• WHAT IS NEEDED
From the line with "Need: the innermost point of each instance of the dark" through the final line, please write out the listing exactly, including both of those lines.

Start of Block

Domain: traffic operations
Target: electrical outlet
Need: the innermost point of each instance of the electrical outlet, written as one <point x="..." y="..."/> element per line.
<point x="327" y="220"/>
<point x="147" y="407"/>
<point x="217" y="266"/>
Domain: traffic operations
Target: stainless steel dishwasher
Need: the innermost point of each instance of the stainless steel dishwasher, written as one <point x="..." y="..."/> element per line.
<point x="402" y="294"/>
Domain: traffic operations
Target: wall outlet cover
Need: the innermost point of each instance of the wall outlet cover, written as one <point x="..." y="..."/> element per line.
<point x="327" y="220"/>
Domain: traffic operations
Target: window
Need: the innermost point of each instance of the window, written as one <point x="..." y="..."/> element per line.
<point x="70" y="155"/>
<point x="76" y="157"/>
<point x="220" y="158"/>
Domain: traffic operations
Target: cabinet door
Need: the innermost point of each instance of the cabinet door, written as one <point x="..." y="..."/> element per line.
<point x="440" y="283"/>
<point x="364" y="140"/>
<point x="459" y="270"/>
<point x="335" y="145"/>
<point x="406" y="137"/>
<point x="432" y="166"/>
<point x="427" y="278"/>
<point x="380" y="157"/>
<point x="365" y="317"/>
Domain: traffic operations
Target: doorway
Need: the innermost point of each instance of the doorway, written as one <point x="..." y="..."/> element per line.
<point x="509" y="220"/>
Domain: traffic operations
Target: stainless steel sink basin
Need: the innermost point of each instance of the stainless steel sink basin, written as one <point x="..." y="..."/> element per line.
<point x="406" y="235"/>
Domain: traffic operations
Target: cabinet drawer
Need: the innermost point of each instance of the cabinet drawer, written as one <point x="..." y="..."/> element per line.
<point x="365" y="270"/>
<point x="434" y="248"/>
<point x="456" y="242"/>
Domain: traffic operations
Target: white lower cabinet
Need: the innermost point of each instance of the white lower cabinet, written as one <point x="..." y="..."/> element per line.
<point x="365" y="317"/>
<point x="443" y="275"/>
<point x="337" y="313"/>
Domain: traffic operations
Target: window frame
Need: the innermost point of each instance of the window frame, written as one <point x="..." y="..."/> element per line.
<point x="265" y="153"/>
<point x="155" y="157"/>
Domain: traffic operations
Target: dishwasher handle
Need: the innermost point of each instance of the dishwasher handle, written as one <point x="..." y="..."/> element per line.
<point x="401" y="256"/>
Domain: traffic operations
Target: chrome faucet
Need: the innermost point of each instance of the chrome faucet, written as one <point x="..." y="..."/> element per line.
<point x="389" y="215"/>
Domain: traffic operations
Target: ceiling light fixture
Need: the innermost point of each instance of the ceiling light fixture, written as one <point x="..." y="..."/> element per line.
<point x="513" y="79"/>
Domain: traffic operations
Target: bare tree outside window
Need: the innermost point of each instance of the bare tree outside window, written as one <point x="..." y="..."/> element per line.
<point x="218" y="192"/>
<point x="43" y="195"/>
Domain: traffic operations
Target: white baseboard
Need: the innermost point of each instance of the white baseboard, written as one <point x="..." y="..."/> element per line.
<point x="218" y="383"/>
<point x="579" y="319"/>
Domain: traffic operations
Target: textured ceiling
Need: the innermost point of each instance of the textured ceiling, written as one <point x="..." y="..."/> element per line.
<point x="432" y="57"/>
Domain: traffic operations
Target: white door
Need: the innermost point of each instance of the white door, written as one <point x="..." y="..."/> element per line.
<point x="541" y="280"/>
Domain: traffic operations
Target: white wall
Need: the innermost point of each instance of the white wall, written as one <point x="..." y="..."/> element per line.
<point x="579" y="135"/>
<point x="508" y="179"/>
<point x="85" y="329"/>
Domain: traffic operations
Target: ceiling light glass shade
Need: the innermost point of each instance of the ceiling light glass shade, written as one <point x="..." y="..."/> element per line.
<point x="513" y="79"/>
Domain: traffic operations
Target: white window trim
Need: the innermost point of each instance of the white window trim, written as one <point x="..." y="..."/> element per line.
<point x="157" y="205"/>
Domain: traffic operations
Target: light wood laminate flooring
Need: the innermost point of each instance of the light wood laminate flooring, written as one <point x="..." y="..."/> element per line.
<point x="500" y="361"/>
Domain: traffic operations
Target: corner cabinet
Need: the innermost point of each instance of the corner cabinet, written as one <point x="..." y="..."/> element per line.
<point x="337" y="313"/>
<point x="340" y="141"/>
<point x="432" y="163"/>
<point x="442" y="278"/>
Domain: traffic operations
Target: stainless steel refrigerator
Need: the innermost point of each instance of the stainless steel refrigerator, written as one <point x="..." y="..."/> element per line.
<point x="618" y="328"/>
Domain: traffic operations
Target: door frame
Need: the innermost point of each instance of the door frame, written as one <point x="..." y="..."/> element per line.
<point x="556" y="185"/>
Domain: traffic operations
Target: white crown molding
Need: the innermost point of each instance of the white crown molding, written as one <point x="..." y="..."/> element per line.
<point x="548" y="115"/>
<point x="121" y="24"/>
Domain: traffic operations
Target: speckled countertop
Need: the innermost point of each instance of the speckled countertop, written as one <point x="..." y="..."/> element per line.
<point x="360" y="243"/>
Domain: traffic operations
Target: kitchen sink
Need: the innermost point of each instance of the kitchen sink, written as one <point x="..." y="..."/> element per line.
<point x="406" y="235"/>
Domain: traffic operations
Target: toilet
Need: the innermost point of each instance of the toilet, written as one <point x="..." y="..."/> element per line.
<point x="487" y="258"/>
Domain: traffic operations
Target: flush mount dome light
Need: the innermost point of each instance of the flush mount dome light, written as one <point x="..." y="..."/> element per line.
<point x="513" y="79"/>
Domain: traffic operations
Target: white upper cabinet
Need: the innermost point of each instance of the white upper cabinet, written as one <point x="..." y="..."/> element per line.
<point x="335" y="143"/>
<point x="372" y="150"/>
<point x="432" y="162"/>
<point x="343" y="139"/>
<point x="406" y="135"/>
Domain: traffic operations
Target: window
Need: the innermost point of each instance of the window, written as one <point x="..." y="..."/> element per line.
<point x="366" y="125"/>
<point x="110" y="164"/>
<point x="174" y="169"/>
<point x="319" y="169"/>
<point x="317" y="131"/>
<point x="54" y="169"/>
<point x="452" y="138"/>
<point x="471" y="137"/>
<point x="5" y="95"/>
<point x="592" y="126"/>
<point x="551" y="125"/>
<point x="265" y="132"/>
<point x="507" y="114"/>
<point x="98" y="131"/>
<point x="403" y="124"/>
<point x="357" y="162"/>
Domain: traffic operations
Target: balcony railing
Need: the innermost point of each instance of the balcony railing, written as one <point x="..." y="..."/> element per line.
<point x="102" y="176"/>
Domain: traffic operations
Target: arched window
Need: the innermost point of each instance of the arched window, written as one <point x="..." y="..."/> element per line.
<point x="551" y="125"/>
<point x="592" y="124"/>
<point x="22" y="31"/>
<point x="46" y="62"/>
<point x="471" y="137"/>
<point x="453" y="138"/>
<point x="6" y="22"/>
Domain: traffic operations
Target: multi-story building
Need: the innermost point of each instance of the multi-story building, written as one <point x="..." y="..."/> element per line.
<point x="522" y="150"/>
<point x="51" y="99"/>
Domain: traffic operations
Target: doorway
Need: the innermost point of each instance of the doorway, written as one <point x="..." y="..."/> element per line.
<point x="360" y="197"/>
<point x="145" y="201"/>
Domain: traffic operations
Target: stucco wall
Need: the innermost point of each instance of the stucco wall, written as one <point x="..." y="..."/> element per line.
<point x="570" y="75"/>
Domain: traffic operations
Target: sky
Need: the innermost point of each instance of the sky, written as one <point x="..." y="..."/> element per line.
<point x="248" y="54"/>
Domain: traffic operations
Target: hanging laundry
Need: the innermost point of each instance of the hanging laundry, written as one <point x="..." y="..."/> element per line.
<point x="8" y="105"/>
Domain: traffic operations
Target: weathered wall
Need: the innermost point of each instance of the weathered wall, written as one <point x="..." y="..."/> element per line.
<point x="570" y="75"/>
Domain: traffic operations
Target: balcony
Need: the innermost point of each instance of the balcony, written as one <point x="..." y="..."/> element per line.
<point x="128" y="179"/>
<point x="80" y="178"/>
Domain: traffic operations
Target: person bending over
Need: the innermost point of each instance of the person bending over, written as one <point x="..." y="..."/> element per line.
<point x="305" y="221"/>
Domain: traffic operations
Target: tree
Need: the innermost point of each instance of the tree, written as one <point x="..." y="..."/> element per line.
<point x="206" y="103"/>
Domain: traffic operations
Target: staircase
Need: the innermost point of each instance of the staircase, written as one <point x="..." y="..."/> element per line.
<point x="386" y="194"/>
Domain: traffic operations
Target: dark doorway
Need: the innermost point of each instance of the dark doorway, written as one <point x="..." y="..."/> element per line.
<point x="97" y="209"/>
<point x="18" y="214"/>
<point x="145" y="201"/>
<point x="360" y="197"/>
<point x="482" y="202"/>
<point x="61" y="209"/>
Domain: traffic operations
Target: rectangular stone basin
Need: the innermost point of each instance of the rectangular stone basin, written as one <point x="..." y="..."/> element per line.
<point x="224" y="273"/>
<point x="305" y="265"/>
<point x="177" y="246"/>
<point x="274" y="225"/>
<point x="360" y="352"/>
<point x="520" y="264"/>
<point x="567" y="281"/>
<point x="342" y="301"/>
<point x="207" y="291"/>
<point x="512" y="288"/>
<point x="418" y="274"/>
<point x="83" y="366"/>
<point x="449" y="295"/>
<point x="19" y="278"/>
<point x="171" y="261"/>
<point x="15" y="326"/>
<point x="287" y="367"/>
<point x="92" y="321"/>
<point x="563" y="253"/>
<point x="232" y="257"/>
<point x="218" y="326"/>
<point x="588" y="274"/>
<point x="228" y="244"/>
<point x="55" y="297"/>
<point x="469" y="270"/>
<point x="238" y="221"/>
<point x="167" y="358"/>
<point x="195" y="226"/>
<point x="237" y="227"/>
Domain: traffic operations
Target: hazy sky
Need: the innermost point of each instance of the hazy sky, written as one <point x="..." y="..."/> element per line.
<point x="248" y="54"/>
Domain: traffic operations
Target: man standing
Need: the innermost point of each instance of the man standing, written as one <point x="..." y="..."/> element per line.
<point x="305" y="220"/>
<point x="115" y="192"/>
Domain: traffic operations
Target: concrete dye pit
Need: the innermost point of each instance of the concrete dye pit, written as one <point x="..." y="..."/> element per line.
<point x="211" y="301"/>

End of Block

• RESPONSE AREA
Need: the innermost point of each instance of the dark doorway, written as one <point x="..." y="..."/> element per line.
<point x="97" y="209"/>
<point x="18" y="214"/>
<point x="145" y="201"/>
<point x="360" y="197"/>
<point x="482" y="202"/>
<point x="61" y="209"/>
Domain: traffic operations
Target: rectangular stone basin
Need: the innermost point of each instance of the rectangular stone basin, written as one <point x="..." y="..."/> element per line.
<point x="224" y="273"/>
<point x="305" y="265"/>
<point x="177" y="246"/>
<point x="274" y="225"/>
<point x="360" y="352"/>
<point x="520" y="264"/>
<point x="567" y="281"/>
<point x="342" y="301"/>
<point x="207" y="291"/>
<point x="512" y="288"/>
<point x="418" y="274"/>
<point x="83" y="366"/>
<point x="449" y="295"/>
<point x="19" y="278"/>
<point x="171" y="261"/>
<point x="15" y="326"/>
<point x="287" y="367"/>
<point x="92" y="321"/>
<point x="563" y="253"/>
<point x="232" y="257"/>
<point x="218" y="326"/>
<point x="588" y="274"/>
<point x="228" y="244"/>
<point x="55" y="297"/>
<point x="469" y="270"/>
<point x="238" y="221"/>
<point x="167" y="358"/>
<point x="195" y="226"/>
<point x="237" y="227"/>
Domain: traffic operations
Target: hazy sky
Need: the innermost point of each instance of the hazy sky, written as one <point x="..." y="..."/> element per line.
<point x="248" y="54"/>
Domain: traffic operations
Target: man standing
Need: the innermost point of each instance of the man standing, written as one <point x="..." y="..."/> element per line.
<point x="305" y="220"/>
<point x="115" y="192"/>
Domain: traffic operations
Target: concrete dye pit
Need: the innermost point of each instance of the concrete dye pit, written as one <point x="..." y="..."/> element per line.
<point x="211" y="301"/>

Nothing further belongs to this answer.